ФРАГМЕНТ СТРАНИЦЫ –
Кадр из фильма «Что ни день, то неприятности» Клер Дени

 

В своём первом фильме, «Угрюмый» (Sombre, 1998), вы работали вместе с Аланом Вегой. Я хотел спросить, как вы пришли к этому сотрудничеству. Мне кажется, «Угрюмый» очень важен в вашей фильмографии в смысле использования внедиегетичиской музыки и звука — редко используемый приём, который здесь так же важен, как визуальная сторона.

Да, я согласен, в том числе и потому, что суть даже не столько в изображении или звуке. Когда вы закрываете глаза, то оказываетесь среди звуков. И в самом начале жизни, уже в материнской утробе, мы способны воспринимать мир с помощью звуков, но не с помощью изображений. Я думаю, наша физиология такова, что мозгу нужно больше времени, чтобы произвести изображение, и звук может быть намного важнее всего остального…

 

Даже важнее изображения?

Для меня изображения происходят от звука, звук привносит их. Когда я снимал «Озеро» (Un lac, 2008), например, то оказался в лесу и услышал все эти звуки: снег, ветер, лавина. Они дали мне точку доступа к фильму. Я могу закрыть глаза и снимать, ориентируясь на звук. А с Аланом Вегой была забавная история. Когда мы снимали «Угрюмого», то много ездили на машине с друзьями, и актёр Марк Барбе очень любил музыку Алана Веги, так что она постоянно звучала в машине, и в определённый момент попала и в фильм. Я уже не мог представить себе фильм без Веги, потому что он уже как бы был вместе с нами. В конце концов я решил связаться с ним, показал рабочий материал, и он сказал, что согласен заняться музыкой, и мы приехали в Нью-Йорк.

 

Посмотрев три ваших игровых фильма, мне показалось, что они очень выразительны хроматически, и у каждого свой основной цвет: зелёный в «Угрюмом» (Sombre, 1998), жёлтый и оранжевый в «Новой жизни» (La vie nouvelle, 2002), холодный синий в «Озере». Это и ещё компактность ваших фильмов сближает их с живописью. Согласны ли вы с этим? Важен ли цвет в вашем «тёмном» кино?

ПОСТАНОВКА ЗАДАЧИ 1 – Выберите из записей все строки, в которых встречается слово «rock», и выпишите их.

ИСХОДНЫЕ ДАННЫЕ –
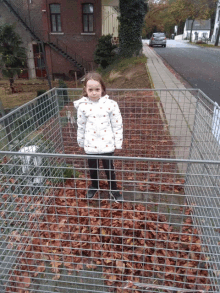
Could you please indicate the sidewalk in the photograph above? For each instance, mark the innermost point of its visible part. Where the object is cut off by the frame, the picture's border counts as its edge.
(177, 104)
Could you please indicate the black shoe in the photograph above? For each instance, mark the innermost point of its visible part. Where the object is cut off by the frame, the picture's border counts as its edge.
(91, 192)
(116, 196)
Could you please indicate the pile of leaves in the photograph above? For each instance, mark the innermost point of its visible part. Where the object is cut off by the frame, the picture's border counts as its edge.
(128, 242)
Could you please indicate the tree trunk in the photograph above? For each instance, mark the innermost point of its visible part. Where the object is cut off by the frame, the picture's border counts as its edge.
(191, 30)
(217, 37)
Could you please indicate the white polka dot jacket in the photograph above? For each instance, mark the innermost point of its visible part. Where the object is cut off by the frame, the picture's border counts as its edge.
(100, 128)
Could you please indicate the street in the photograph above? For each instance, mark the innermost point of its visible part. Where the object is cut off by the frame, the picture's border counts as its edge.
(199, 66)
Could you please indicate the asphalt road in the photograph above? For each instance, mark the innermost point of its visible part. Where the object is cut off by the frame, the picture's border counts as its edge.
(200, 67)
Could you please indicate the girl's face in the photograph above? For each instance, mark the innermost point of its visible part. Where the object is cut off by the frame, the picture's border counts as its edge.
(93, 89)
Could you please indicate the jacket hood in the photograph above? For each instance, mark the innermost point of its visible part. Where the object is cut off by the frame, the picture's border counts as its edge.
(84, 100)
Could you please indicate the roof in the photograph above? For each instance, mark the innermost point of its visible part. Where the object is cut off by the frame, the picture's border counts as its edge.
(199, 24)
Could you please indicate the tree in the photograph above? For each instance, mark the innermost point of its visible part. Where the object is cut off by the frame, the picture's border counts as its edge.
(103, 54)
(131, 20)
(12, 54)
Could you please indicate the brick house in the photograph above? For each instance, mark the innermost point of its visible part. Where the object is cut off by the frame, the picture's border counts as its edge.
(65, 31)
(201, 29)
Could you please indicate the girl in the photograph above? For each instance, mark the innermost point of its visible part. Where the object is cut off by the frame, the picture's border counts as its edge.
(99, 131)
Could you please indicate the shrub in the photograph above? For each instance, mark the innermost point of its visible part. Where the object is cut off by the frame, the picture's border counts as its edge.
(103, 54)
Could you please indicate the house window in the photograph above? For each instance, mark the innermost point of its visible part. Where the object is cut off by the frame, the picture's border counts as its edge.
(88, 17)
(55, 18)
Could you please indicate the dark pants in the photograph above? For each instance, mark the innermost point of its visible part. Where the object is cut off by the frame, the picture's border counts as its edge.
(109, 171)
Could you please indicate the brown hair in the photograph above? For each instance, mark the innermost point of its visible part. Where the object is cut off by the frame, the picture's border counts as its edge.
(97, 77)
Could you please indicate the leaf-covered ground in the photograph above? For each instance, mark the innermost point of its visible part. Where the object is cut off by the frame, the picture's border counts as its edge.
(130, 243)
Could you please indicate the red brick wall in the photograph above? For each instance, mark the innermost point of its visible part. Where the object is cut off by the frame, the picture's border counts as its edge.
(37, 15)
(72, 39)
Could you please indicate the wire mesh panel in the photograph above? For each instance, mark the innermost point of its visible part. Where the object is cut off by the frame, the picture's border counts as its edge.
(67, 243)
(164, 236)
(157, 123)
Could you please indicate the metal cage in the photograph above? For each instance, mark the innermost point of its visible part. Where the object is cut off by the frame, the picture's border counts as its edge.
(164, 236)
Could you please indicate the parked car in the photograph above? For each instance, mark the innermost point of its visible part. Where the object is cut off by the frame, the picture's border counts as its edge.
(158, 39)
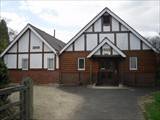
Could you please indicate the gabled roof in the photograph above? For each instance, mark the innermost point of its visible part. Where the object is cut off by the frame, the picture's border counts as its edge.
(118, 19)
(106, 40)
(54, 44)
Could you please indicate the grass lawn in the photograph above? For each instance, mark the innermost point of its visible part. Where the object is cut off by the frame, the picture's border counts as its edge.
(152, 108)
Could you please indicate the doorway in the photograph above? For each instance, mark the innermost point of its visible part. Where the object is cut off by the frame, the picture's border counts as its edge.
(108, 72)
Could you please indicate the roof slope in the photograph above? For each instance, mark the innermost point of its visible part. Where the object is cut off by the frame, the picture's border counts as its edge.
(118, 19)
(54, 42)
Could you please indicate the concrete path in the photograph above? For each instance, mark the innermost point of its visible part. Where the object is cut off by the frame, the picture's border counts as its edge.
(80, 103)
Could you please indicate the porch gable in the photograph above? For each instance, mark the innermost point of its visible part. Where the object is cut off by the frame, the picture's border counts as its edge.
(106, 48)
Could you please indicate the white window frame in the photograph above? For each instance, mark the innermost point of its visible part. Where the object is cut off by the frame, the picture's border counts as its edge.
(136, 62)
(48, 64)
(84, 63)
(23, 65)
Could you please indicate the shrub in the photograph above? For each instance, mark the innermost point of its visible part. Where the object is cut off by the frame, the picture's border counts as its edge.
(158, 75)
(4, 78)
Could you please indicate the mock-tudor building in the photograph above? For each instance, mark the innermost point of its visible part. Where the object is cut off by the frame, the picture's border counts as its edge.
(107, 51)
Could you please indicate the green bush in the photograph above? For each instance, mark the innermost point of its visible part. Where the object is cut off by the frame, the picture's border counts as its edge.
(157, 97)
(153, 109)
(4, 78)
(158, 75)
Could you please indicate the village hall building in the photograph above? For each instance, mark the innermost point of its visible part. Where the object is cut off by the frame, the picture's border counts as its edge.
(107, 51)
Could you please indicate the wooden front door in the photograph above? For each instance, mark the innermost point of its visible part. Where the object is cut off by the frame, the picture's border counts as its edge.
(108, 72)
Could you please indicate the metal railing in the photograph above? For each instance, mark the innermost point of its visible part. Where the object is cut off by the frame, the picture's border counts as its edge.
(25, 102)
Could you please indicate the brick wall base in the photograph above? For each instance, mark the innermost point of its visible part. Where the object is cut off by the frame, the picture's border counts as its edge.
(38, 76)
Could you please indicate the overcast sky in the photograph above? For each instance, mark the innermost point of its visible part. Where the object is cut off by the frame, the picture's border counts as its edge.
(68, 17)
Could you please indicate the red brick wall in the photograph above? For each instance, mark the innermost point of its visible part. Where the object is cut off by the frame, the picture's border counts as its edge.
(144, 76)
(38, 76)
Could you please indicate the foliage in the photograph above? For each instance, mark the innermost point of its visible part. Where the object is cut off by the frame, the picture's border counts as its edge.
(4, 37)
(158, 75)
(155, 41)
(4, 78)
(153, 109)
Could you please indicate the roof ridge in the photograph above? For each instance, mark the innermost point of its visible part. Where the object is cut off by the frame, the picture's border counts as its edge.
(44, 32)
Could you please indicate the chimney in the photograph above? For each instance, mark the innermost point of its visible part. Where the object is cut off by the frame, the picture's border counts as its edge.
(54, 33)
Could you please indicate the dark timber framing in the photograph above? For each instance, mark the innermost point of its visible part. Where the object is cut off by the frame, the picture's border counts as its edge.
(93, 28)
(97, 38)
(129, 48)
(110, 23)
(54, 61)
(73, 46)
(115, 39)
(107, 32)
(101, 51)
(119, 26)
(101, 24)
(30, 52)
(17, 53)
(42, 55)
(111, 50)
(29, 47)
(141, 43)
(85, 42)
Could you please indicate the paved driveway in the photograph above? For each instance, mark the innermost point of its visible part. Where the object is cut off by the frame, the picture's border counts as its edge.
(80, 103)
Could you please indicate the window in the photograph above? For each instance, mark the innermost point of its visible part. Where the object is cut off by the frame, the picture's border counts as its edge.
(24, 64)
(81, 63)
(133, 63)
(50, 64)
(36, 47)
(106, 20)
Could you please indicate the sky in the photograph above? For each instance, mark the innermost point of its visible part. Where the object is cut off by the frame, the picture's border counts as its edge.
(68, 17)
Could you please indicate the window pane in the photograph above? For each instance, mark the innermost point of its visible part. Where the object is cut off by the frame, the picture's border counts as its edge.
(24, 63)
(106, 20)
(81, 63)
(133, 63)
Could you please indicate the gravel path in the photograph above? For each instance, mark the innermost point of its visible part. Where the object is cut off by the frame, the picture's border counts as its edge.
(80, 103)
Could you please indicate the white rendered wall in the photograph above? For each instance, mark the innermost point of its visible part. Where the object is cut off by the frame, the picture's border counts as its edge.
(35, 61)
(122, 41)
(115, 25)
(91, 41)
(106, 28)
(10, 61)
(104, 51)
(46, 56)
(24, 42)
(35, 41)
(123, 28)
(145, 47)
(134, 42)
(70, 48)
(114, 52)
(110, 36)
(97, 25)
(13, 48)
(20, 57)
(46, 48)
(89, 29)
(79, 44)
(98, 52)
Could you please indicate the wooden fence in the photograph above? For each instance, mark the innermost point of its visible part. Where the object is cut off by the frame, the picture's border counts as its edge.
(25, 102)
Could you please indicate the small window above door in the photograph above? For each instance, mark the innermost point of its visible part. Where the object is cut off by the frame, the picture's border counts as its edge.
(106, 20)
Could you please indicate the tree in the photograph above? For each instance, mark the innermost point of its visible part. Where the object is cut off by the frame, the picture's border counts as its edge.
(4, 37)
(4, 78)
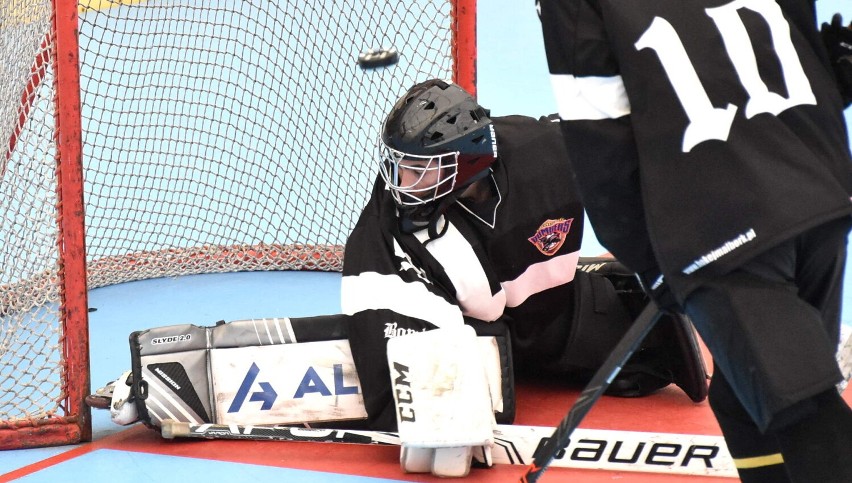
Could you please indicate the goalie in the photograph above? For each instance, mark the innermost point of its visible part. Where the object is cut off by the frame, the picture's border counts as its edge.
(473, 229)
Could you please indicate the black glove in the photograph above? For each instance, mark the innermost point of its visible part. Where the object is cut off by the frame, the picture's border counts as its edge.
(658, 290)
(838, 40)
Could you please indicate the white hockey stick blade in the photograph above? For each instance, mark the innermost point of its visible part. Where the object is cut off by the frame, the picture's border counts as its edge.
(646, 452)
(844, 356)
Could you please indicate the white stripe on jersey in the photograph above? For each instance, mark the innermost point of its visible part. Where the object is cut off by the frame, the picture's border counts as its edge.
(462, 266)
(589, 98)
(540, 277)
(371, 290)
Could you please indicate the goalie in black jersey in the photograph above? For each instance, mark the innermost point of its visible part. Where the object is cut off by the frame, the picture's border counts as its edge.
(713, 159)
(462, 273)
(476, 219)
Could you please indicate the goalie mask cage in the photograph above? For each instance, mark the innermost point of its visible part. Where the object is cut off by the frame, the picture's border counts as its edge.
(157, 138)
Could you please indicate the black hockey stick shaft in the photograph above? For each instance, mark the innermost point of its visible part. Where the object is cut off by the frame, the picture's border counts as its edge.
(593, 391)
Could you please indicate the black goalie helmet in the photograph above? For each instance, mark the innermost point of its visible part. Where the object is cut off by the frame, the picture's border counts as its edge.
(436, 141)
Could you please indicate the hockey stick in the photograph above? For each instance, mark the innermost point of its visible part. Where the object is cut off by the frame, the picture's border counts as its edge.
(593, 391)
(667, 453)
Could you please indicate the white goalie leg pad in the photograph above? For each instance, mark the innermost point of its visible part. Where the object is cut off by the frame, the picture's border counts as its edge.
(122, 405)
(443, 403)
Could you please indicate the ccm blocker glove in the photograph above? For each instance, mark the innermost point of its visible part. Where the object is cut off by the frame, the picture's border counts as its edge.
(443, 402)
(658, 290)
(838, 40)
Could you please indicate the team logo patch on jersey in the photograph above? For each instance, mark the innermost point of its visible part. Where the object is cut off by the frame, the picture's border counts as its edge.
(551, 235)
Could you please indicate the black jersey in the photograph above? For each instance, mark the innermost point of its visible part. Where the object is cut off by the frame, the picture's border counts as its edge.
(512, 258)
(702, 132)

--

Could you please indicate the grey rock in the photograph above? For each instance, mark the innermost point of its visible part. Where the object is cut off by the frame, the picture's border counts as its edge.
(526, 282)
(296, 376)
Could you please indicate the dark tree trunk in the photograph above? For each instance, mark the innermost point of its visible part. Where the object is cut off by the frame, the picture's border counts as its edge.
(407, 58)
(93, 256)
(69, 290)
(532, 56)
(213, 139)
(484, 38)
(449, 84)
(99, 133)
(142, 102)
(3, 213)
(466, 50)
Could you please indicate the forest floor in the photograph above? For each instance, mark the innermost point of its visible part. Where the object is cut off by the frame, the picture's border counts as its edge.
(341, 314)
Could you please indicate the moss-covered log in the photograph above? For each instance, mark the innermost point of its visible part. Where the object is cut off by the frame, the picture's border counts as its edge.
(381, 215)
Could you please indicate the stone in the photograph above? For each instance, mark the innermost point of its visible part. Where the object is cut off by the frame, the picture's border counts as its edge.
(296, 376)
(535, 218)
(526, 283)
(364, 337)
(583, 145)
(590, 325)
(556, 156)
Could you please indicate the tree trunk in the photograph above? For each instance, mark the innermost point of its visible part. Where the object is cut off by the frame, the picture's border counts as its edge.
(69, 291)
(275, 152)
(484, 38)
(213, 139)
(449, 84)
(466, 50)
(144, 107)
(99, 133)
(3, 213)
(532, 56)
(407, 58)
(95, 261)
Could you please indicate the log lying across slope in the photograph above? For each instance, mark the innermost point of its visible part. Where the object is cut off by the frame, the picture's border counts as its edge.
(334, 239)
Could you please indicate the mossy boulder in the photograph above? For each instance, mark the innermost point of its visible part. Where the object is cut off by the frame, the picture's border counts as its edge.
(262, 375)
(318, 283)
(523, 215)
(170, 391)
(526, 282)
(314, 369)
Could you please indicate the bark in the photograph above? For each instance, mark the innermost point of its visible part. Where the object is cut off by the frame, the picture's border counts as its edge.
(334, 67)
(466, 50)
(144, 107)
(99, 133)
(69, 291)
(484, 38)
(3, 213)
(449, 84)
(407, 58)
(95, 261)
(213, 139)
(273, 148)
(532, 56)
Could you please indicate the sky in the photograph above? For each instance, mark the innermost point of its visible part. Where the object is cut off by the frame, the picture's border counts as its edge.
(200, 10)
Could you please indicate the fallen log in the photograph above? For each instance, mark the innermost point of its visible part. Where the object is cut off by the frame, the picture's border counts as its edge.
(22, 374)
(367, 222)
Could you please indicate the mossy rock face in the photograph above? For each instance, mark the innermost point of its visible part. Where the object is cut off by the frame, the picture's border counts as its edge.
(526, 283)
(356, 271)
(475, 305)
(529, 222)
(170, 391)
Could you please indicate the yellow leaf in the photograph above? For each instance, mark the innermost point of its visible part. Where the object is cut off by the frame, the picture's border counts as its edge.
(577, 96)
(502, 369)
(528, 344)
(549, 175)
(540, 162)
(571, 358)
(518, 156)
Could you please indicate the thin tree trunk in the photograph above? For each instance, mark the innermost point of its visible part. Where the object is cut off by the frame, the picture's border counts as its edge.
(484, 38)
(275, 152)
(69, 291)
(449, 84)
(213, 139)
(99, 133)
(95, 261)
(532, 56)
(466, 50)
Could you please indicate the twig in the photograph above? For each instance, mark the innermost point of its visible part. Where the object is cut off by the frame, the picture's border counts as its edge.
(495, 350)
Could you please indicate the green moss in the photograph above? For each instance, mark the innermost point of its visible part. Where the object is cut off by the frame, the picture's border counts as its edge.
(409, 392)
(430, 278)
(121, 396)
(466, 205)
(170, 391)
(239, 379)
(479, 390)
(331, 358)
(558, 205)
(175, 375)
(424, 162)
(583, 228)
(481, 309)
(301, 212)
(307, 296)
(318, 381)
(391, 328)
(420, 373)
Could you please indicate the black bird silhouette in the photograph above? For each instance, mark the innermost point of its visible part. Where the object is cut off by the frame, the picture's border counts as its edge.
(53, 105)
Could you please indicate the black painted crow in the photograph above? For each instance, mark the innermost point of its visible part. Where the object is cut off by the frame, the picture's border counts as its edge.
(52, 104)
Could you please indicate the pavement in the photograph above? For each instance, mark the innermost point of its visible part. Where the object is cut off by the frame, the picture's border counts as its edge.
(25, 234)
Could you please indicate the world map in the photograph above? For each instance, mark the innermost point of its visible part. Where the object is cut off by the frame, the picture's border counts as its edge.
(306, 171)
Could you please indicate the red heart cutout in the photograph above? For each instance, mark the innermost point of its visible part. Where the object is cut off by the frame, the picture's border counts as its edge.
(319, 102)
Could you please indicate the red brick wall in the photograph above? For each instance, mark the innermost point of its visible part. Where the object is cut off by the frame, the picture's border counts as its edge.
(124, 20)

ПОСТАНОВКА ЗАДАЧИ 2 – Допишите следующую часть интервью о фильмах «Угрюмый» и «Озеро», начиная сразу после последнего вопроса.

ПРАВИЛЬНЫЙ ОТВЕТ 1 –
Could you please indicate the grey rock in the photograph above? For each instance, mark the innermost point of its visible part. Where the object is cut off by the frame, the picture's border counts as its edge.
Could you please indicate the mossy rock face in the photograph above? For each instance, mark the innermost point of its visible part. Where the object is cut off by the frame, the picture's border counts as its edge.

ПРАВИЛЬНЫЙ ОТВЕТ 2 –
Да, конечно, когда работаешь с изображением в кино, то невозможно выкинуть из головы историю живописи. Так что мне были очень важны картины: я очень люблю Рембрандта, люблю Эль Греко… Мне крайне интересны некоторые художники, а также вопросы цвета, формы, самой природы живописи и прикосновения кисти… Знаете, это ведь важно, даже если не собираешься снимать сцены под Эль Греко или Рембрандта, это было бы глупо. Но это не только вдохновение, ты как бы находишься в этой культуре изображения, репрезентации. Наверное, важно осознавать, что когда я снимаю, я забываю обо всём. Всё забыто, я нахожусь внутри момента и не говорю: «Давайте-ка снимем сцену, как у Рембрандта или Дрейера». Я нахожусь в фильме, фильм — во мне, необходимо быть поглощённым фильмом, быть целиком и полностью внутри него.

 

Кадр из фильма «Угрюмый» Филиппа Гранрийе

 

В своих интервью вы часто ссылаетесь на ключевых авторов-постструктуралистов (Клоссовски, Батай, Лакан, Делёз). Естественно, представляется, что вы видите фильм с точки зрения теории. Но задумываетесь ли вы о подобных вещах во время работы? Считаете ли вы своё кино инстинктивным (как кажется, судя по экспрессивной настойчивости ваших образов) или теоретическим (что бросается в глаза в ваших интервью)?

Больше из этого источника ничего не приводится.